◆ **SET TASKS**:
- a) From the Teradata K-means page, list each distinct heading: the page title (counted once) and the section headings.
- b) Answer these from the Teradata K-means page:
(i) What example does the page give of a way to extend the Teradata Database?
(ii) Which Teradata release did article [1] use for its K-means table operator?
(iii) What topic, besides the multiple input stream feature, does the article briefly discuss?

◆ **READING PASSAGE**:
◇ ◇ ◇ ◇ ◇
Implementing a multiple input stream Teradata 15.0 Table Operator for K-means clustering

Extensibility
Extensibility covers the mechanisms by which you, as the user or developer, can extend the functionality of the Teradata Database, for example with the use of User Defined Functions, or UDFs.
Teradata Employee

Implementing a multiple input stream Teradata 15.0 Table Operator for K-means clustering

Background

This article is a follow on to article [1] which discussed implementing K-means using a Teradata release 14.10 table operator. The main contribution of this article is to discuss how to use the new Teradata 15.0 multiple input stream feature and a short discussion on a gcc compiler performance optimization.
◇ ◇ ◇ ◇ ◇
◆ **MATERIAL SUPPLIED**:
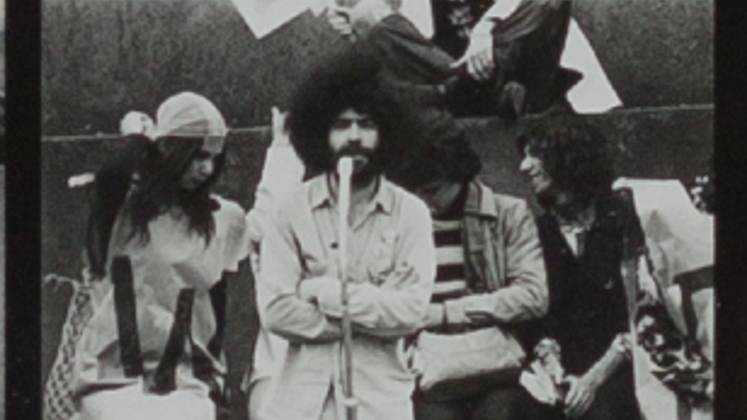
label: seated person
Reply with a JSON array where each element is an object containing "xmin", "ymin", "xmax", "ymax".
[{"xmin": 396, "ymin": 134, "xmax": 548, "ymax": 420}]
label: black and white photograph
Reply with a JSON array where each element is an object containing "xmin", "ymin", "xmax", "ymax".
[{"xmin": 38, "ymin": 0, "xmax": 717, "ymax": 420}]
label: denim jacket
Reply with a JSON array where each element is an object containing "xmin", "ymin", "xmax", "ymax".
[{"xmin": 444, "ymin": 181, "xmax": 548, "ymax": 326}]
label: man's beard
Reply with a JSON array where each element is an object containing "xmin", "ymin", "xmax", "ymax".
[{"xmin": 335, "ymin": 144, "xmax": 382, "ymax": 187}]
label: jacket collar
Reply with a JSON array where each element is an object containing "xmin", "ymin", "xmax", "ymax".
[{"xmin": 464, "ymin": 180, "xmax": 498, "ymax": 219}]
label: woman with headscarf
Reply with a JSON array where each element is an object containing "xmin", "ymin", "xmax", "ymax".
[{"xmin": 75, "ymin": 92, "xmax": 248, "ymax": 420}]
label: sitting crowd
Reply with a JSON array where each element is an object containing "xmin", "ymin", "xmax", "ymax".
[{"xmin": 46, "ymin": 0, "xmax": 714, "ymax": 420}]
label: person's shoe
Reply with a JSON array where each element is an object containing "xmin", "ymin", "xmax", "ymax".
[{"xmin": 498, "ymin": 81, "xmax": 527, "ymax": 120}]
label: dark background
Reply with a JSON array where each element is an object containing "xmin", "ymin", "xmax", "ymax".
[
  {"xmin": 42, "ymin": 0, "xmax": 714, "ymax": 135},
  {"xmin": 41, "ymin": 0, "xmax": 714, "ymax": 419}
]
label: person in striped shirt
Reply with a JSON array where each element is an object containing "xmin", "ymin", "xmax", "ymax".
[{"xmin": 400, "ymin": 139, "xmax": 548, "ymax": 420}]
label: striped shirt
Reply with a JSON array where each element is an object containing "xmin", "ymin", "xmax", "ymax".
[{"xmin": 431, "ymin": 220, "xmax": 467, "ymax": 303}]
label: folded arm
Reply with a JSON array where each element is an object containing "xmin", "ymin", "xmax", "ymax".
[
  {"xmin": 257, "ymin": 204, "xmax": 341, "ymax": 342},
  {"xmin": 445, "ymin": 202, "xmax": 549, "ymax": 324}
]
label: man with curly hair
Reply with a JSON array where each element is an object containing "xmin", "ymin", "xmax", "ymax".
[
  {"xmin": 398, "ymin": 120, "xmax": 548, "ymax": 420},
  {"xmin": 257, "ymin": 46, "xmax": 435, "ymax": 420},
  {"xmin": 517, "ymin": 114, "xmax": 643, "ymax": 420}
]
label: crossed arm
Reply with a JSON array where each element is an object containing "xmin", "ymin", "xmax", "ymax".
[{"xmin": 257, "ymin": 199, "xmax": 435, "ymax": 342}]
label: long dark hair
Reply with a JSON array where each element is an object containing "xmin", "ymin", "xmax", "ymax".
[
  {"xmin": 516, "ymin": 112, "xmax": 615, "ymax": 207},
  {"xmin": 85, "ymin": 135, "xmax": 225, "ymax": 277}
]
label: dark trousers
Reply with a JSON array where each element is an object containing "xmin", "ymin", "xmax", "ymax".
[
  {"xmin": 365, "ymin": 0, "xmax": 581, "ymax": 116},
  {"xmin": 413, "ymin": 384, "xmax": 531, "ymax": 420}
]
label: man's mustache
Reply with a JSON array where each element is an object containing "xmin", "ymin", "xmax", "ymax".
[{"xmin": 337, "ymin": 144, "xmax": 374, "ymax": 158}]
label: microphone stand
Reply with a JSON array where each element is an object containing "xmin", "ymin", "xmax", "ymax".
[{"xmin": 337, "ymin": 157, "xmax": 358, "ymax": 420}]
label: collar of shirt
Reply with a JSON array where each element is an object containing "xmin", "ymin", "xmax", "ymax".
[{"xmin": 309, "ymin": 174, "xmax": 394, "ymax": 218}]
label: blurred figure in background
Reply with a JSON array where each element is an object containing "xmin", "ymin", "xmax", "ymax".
[
  {"xmin": 400, "ymin": 128, "xmax": 548, "ymax": 420},
  {"xmin": 257, "ymin": 46, "xmax": 435, "ymax": 420},
  {"xmin": 329, "ymin": 0, "xmax": 582, "ymax": 120}
]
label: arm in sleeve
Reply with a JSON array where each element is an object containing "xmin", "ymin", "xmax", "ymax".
[
  {"xmin": 257, "ymin": 203, "xmax": 341, "ymax": 342},
  {"xmin": 445, "ymin": 201, "xmax": 549, "ymax": 323},
  {"xmin": 319, "ymin": 199, "xmax": 436, "ymax": 337},
  {"xmin": 247, "ymin": 108, "xmax": 304, "ymax": 244}
]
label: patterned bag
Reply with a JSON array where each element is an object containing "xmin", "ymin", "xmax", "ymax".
[{"xmin": 44, "ymin": 280, "xmax": 93, "ymax": 420}]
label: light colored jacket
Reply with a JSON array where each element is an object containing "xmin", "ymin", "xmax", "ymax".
[{"xmin": 257, "ymin": 175, "xmax": 436, "ymax": 420}]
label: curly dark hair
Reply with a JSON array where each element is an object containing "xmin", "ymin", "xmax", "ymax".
[
  {"xmin": 84, "ymin": 135, "xmax": 225, "ymax": 278},
  {"xmin": 516, "ymin": 112, "xmax": 615, "ymax": 205},
  {"xmin": 286, "ymin": 43, "xmax": 407, "ymax": 176}
]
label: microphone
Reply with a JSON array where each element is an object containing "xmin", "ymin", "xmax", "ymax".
[{"xmin": 337, "ymin": 156, "xmax": 357, "ymax": 420}]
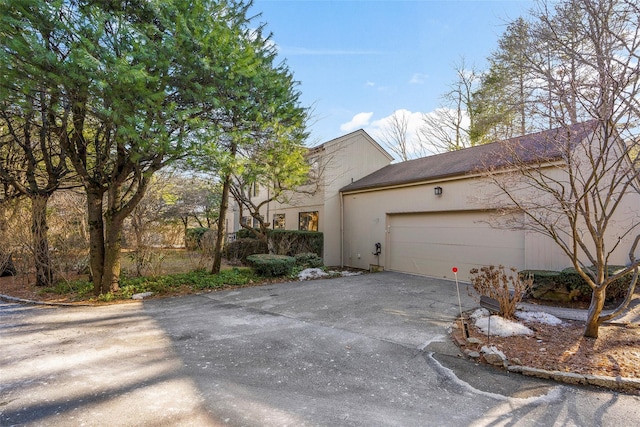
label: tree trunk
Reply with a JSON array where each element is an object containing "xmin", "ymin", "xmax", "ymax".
[
  {"xmin": 211, "ymin": 174, "xmax": 231, "ymax": 274},
  {"xmin": 31, "ymin": 194, "xmax": 53, "ymax": 286},
  {"xmin": 101, "ymin": 215, "xmax": 124, "ymax": 292},
  {"xmin": 87, "ymin": 190, "xmax": 106, "ymax": 295},
  {"xmin": 584, "ymin": 287, "xmax": 606, "ymax": 338}
]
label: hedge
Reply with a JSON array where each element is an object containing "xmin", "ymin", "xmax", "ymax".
[
  {"xmin": 520, "ymin": 266, "xmax": 633, "ymax": 302},
  {"xmin": 224, "ymin": 238, "xmax": 268, "ymax": 264},
  {"xmin": 269, "ymin": 230, "xmax": 324, "ymax": 257},
  {"xmin": 184, "ymin": 227, "xmax": 209, "ymax": 251},
  {"xmin": 247, "ymin": 254, "xmax": 296, "ymax": 277}
]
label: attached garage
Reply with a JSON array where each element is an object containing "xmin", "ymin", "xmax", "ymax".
[{"xmin": 386, "ymin": 211, "xmax": 525, "ymax": 280}]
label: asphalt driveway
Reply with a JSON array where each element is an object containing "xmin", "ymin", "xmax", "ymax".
[{"xmin": 0, "ymin": 272, "xmax": 640, "ymax": 426}]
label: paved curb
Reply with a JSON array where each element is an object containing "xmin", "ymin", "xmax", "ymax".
[
  {"xmin": 0, "ymin": 294, "xmax": 96, "ymax": 307},
  {"xmin": 6, "ymin": 294, "xmax": 640, "ymax": 392},
  {"xmin": 507, "ymin": 365, "xmax": 640, "ymax": 392}
]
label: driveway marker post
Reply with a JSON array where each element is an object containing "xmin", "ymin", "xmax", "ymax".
[{"xmin": 451, "ymin": 267, "xmax": 469, "ymax": 338}]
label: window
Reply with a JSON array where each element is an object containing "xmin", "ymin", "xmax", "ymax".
[
  {"xmin": 298, "ymin": 211, "xmax": 318, "ymax": 231},
  {"xmin": 273, "ymin": 214, "xmax": 285, "ymax": 230}
]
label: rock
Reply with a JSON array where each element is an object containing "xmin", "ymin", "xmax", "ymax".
[
  {"xmin": 480, "ymin": 346, "xmax": 507, "ymax": 367},
  {"xmin": 131, "ymin": 292, "xmax": 153, "ymax": 299},
  {"xmin": 510, "ymin": 357, "xmax": 522, "ymax": 366},
  {"xmin": 464, "ymin": 350, "xmax": 480, "ymax": 359}
]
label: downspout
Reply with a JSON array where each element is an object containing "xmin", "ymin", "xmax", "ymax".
[{"xmin": 340, "ymin": 191, "xmax": 344, "ymax": 268}]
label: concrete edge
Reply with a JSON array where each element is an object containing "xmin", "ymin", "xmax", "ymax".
[
  {"xmin": 507, "ymin": 365, "xmax": 640, "ymax": 392},
  {"xmin": 0, "ymin": 294, "xmax": 96, "ymax": 307},
  {"xmin": 5, "ymin": 294, "xmax": 640, "ymax": 392}
]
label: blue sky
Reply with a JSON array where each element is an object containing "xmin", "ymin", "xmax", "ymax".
[{"xmin": 252, "ymin": 0, "xmax": 534, "ymax": 145}]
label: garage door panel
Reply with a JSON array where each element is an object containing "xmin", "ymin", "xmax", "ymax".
[{"xmin": 388, "ymin": 212, "xmax": 524, "ymax": 280}]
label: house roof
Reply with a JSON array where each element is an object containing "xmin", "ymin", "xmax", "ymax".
[
  {"xmin": 340, "ymin": 121, "xmax": 597, "ymax": 192},
  {"xmin": 309, "ymin": 129, "xmax": 393, "ymax": 161}
]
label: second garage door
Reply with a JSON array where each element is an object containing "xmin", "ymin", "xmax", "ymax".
[{"xmin": 387, "ymin": 212, "xmax": 524, "ymax": 281}]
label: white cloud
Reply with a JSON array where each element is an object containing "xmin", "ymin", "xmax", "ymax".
[
  {"xmin": 409, "ymin": 73, "xmax": 429, "ymax": 85},
  {"xmin": 365, "ymin": 109, "xmax": 429, "ymax": 157},
  {"xmin": 340, "ymin": 112, "xmax": 373, "ymax": 132}
]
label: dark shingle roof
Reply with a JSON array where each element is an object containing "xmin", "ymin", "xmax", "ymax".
[{"xmin": 340, "ymin": 121, "xmax": 596, "ymax": 192}]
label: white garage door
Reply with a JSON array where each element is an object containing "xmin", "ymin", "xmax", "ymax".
[{"xmin": 387, "ymin": 212, "xmax": 524, "ymax": 281}]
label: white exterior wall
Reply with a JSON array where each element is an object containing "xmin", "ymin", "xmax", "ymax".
[
  {"xmin": 343, "ymin": 172, "xmax": 640, "ymax": 280},
  {"xmin": 228, "ymin": 130, "xmax": 393, "ymax": 266}
]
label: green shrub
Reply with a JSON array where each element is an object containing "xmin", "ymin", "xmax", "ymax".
[
  {"xmin": 223, "ymin": 238, "xmax": 268, "ymax": 264},
  {"xmin": 560, "ymin": 265, "xmax": 633, "ymax": 302},
  {"xmin": 236, "ymin": 228, "xmax": 258, "ymax": 239},
  {"xmin": 268, "ymin": 230, "xmax": 324, "ymax": 257},
  {"xmin": 184, "ymin": 227, "xmax": 209, "ymax": 251},
  {"xmin": 470, "ymin": 265, "xmax": 533, "ymax": 319},
  {"xmin": 247, "ymin": 254, "xmax": 296, "ymax": 277},
  {"xmin": 521, "ymin": 266, "xmax": 633, "ymax": 302},
  {"xmin": 294, "ymin": 252, "xmax": 324, "ymax": 268}
]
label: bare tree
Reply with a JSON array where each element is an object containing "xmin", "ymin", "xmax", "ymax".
[
  {"xmin": 379, "ymin": 110, "xmax": 413, "ymax": 161},
  {"xmin": 490, "ymin": 0, "xmax": 640, "ymax": 338},
  {"xmin": 418, "ymin": 58, "xmax": 479, "ymax": 152}
]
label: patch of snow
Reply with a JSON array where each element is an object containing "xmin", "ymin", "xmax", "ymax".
[
  {"xmin": 475, "ymin": 315, "xmax": 533, "ymax": 337},
  {"xmin": 339, "ymin": 270, "xmax": 362, "ymax": 277},
  {"xmin": 516, "ymin": 311, "xmax": 562, "ymax": 326},
  {"xmin": 480, "ymin": 345, "xmax": 507, "ymax": 360},
  {"xmin": 131, "ymin": 292, "xmax": 153, "ymax": 299},
  {"xmin": 469, "ymin": 308, "xmax": 489, "ymax": 321},
  {"xmin": 298, "ymin": 268, "xmax": 329, "ymax": 280}
]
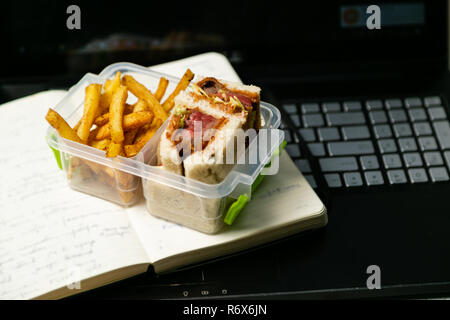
◇ ◇ ◇ ◇ ◇
◆ **SOLUTIONS**:
- a)
Implementing a multiple input stream Teradata 15.0 Table Operator for K-means clustering
Extensibility
Background

- b)
(i) User Defined Functions, or UDFs
(ii) Release 14.10
(iii) A gcc compiler performance optimization